• _EXERCISE BRIEF_: All of the material below is to be restated word for word, apart from the pictures.
[Begin]
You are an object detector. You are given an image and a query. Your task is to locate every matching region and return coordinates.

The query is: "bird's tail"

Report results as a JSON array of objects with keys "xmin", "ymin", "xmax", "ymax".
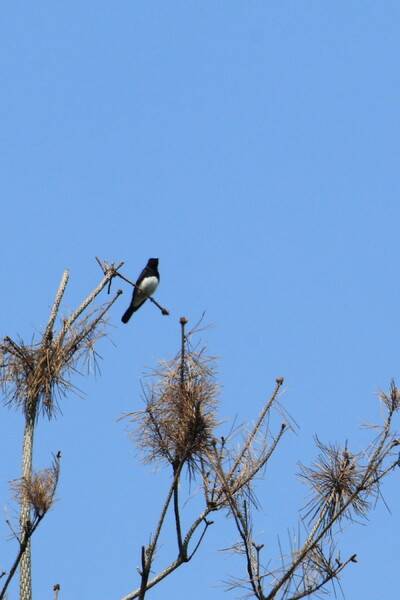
[{"xmin": 121, "ymin": 306, "xmax": 135, "ymax": 323}]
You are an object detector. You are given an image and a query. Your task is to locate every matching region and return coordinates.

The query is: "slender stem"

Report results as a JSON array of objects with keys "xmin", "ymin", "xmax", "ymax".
[{"xmin": 19, "ymin": 397, "xmax": 39, "ymax": 600}]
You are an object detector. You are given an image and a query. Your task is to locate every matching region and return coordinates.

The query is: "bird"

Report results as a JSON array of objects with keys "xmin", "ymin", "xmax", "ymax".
[{"xmin": 121, "ymin": 258, "xmax": 160, "ymax": 323}]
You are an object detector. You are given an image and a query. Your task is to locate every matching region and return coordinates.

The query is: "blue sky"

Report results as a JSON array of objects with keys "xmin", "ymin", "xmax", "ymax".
[{"xmin": 0, "ymin": 0, "xmax": 400, "ymax": 600}]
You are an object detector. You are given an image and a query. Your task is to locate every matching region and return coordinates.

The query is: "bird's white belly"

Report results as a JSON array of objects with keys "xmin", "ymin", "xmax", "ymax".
[{"xmin": 135, "ymin": 277, "xmax": 158, "ymax": 304}]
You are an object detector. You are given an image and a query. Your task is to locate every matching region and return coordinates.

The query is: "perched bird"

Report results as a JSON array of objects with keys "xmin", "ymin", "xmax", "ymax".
[{"xmin": 121, "ymin": 258, "xmax": 160, "ymax": 323}]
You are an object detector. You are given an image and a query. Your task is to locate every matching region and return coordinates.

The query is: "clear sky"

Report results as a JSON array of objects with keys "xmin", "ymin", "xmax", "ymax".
[{"xmin": 0, "ymin": 0, "xmax": 400, "ymax": 600}]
[End]
• _RESPONSE TO THIS EXERCISE_:
You are an object detector. You are given an image and a query. Your task is to locate every matching region and return coordinates.

The query is: "bird's tail"

Report results as a JSON array of objects with keys "xmin", "ymin", "xmax", "ymax".
[{"xmin": 121, "ymin": 306, "xmax": 135, "ymax": 323}]
You are an object detector. You are given an image and a query. Your task is to locate every matching region and return coordinates.

The query is: "slender stem"

Report results as a JSON array of objects with keys "xmin", "ymin", "xmax", "ymax".
[{"xmin": 19, "ymin": 397, "xmax": 39, "ymax": 600}]
You are an object detector. You are given an image and a query. Your task is to locate every matching region and return coordinates.

The query is: "bird"

Report results as a JSON array of objects with keys "xmin", "ymin", "xmax", "ymax".
[{"xmin": 121, "ymin": 258, "xmax": 160, "ymax": 323}]
You are an object detector. You are given an image and a query. Your task is to locate every matching region and return coordinates.

The query is: "blue sky"

Report results as a JSON array of objects with keys "xmin", "ymin", "xmax", "ymax".
[{"xmin": 0, "ymin": 0, "xmax": 400, "ymax": 600}]
You are an object detector. You are given an image and a query. Your task is to locate every matching region and return coordinates.

The query is: "bird's white belly"

Report results as a JSON array of objects with keys "xmin", "ymin", "xmax", "ymax".
[{"xmin": 135, "ymin": 277, "xmax": 158, "ymax": 304}]
You are an object detector. You are given an image and a query. Your task is to locate every matching region and return coordinates.

The query is: "perched bird"

Report results as a JSON array of objects with keys "xmin", "ymin", "xmax", "ymax".
[{"xmin": 121, "ymin": 258, "xmax": 160, "ymax": 323}]
You are an object detector. You are given an image and a query. Your task is to locate every matching region and return coordinates.

The query is: "clear sky"

Report results as a JSON array of objects with keys "xmin", "ymin", "xmax", "ymax".
[{"xmin": 0, "ymin": 0, "xmax": 400, "ymax": 600}]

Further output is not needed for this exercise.